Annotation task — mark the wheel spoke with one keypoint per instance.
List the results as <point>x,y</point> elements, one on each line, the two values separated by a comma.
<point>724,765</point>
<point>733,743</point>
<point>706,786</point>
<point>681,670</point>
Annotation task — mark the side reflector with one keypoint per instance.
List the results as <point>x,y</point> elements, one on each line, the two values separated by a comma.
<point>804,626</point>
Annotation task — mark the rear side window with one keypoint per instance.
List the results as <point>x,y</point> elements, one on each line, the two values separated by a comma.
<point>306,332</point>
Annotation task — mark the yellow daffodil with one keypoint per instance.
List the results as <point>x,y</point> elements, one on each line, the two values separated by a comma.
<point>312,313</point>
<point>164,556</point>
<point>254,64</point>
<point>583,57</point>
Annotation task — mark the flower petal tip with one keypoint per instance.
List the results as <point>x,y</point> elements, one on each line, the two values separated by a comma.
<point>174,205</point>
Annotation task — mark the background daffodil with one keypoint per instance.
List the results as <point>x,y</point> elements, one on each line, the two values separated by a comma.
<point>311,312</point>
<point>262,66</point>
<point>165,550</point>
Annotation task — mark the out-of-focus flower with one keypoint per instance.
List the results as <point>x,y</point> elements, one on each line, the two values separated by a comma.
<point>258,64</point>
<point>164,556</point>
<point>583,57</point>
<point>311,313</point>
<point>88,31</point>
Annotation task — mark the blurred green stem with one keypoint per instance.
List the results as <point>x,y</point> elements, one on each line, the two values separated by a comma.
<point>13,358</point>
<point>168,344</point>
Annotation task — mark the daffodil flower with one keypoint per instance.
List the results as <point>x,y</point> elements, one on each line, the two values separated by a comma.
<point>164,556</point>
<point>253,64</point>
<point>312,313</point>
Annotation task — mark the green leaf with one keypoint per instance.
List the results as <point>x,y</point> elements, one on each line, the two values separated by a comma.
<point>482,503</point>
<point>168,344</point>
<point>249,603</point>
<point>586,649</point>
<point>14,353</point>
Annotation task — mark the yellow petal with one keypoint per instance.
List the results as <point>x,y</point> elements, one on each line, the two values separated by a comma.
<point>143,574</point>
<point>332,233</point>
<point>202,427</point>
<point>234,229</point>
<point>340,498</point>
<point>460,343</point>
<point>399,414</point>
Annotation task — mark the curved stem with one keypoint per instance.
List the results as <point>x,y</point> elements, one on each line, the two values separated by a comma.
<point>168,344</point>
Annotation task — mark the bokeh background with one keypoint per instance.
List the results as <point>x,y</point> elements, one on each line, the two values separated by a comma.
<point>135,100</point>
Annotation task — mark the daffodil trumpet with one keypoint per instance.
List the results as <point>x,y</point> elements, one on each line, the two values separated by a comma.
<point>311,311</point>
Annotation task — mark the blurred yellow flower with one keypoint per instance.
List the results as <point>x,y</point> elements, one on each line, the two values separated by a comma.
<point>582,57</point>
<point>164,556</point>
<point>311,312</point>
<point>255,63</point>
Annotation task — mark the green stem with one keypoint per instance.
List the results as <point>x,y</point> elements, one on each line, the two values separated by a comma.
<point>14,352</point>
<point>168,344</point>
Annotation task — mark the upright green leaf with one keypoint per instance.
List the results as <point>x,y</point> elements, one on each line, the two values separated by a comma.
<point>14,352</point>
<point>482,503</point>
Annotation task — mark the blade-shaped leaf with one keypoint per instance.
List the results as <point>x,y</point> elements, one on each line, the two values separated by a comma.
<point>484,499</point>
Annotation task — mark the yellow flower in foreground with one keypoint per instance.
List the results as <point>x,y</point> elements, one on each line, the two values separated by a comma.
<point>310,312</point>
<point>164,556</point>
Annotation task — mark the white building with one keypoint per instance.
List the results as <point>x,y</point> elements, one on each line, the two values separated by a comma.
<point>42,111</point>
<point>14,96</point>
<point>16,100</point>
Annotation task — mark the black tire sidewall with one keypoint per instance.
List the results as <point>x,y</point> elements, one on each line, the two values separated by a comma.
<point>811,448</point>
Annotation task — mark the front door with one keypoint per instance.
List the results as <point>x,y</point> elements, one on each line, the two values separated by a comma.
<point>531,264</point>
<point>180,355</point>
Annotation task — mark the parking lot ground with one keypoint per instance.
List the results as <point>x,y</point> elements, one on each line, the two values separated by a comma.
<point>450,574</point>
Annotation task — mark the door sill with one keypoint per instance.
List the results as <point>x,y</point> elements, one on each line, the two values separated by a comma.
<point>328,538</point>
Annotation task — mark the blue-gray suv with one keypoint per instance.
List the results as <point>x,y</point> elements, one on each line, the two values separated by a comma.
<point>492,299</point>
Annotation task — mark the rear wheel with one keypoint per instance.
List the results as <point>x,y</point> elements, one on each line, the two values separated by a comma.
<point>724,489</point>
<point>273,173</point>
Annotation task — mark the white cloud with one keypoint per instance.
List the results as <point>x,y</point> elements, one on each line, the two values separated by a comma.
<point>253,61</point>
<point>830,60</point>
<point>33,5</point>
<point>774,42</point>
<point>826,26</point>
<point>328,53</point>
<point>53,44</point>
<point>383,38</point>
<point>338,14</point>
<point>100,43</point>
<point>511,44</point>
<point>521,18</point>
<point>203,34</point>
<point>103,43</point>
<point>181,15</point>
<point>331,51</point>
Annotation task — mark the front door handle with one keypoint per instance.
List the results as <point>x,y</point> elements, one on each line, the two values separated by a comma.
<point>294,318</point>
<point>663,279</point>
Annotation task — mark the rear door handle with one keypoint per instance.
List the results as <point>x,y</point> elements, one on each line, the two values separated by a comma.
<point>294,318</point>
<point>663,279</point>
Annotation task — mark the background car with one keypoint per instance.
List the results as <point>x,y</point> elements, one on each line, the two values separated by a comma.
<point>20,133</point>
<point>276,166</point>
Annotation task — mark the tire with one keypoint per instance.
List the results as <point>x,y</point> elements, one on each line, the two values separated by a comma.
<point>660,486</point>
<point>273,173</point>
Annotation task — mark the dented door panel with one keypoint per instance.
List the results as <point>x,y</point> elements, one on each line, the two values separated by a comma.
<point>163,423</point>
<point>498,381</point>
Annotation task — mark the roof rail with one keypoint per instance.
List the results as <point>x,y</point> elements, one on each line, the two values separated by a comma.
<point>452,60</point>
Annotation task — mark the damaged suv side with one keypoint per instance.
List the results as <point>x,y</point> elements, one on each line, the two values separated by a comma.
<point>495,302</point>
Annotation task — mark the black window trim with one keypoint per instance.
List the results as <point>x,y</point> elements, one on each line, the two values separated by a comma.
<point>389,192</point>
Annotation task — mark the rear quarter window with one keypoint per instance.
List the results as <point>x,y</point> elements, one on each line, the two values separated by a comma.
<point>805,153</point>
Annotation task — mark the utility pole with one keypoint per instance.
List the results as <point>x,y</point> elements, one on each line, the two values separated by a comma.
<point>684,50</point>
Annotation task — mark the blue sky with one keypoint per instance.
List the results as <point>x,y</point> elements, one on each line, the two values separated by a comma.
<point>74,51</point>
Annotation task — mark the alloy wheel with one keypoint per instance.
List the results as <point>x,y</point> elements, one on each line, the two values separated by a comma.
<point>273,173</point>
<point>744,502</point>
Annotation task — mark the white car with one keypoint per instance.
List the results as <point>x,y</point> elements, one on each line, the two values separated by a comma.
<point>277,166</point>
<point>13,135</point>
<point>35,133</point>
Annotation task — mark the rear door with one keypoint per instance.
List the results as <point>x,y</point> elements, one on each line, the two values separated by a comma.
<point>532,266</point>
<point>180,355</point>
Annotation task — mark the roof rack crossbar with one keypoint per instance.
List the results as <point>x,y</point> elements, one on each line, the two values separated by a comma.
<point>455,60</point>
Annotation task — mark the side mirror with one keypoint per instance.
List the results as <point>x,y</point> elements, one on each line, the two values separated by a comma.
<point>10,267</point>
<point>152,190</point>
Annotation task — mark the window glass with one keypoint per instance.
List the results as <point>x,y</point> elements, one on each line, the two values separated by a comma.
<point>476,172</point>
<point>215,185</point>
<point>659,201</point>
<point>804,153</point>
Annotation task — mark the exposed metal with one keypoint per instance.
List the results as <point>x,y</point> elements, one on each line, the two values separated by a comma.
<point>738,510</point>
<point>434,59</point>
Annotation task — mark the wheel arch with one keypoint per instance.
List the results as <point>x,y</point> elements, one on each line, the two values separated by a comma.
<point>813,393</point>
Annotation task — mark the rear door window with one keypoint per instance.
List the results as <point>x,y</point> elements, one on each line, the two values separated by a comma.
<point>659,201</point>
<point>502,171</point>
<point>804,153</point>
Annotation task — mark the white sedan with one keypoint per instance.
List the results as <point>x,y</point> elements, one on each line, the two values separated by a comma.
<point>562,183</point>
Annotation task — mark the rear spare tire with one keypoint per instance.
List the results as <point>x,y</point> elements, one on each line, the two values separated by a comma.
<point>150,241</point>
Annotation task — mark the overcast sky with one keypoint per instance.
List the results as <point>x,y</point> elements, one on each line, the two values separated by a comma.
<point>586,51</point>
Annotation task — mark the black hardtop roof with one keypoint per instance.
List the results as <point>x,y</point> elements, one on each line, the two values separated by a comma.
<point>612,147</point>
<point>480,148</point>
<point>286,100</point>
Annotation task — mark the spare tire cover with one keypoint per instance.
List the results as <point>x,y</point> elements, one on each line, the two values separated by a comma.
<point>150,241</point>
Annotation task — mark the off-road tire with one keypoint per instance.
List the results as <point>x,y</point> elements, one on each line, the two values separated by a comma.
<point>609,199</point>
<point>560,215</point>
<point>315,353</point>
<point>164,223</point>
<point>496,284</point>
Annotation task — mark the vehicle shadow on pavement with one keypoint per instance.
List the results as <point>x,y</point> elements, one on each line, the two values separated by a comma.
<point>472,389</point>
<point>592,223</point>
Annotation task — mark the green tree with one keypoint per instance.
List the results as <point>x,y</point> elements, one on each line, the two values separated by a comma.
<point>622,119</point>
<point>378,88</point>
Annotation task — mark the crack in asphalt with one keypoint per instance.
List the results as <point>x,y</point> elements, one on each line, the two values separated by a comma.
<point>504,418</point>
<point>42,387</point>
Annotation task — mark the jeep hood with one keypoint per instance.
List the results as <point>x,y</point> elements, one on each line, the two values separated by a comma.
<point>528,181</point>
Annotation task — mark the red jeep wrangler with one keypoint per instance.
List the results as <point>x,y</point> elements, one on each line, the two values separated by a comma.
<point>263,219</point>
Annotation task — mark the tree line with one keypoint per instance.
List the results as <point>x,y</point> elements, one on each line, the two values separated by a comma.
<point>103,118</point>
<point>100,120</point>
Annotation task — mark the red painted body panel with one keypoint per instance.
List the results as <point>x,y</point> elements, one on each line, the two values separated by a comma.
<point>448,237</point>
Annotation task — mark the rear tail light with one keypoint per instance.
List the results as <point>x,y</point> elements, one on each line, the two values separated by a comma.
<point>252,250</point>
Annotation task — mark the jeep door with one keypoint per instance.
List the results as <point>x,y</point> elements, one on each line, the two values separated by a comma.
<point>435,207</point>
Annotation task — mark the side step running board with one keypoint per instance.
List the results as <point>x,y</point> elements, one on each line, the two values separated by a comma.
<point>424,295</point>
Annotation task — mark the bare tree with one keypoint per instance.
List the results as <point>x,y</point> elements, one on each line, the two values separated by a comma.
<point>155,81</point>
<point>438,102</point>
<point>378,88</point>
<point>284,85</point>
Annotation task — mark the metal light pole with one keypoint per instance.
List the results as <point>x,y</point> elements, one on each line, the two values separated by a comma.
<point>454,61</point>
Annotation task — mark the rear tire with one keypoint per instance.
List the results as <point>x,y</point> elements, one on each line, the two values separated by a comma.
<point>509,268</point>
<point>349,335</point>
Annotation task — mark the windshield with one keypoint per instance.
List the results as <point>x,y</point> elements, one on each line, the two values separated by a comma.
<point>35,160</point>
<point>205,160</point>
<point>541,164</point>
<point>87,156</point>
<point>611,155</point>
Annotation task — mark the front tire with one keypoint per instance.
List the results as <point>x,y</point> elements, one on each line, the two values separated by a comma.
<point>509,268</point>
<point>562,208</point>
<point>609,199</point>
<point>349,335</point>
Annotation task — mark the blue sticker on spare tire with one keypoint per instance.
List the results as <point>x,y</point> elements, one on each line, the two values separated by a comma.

(WHAT IS EXPECTED)
Count the lines in the listing that hold the word "blurred", then give the number and nothing else.

(THE ANSWER)
2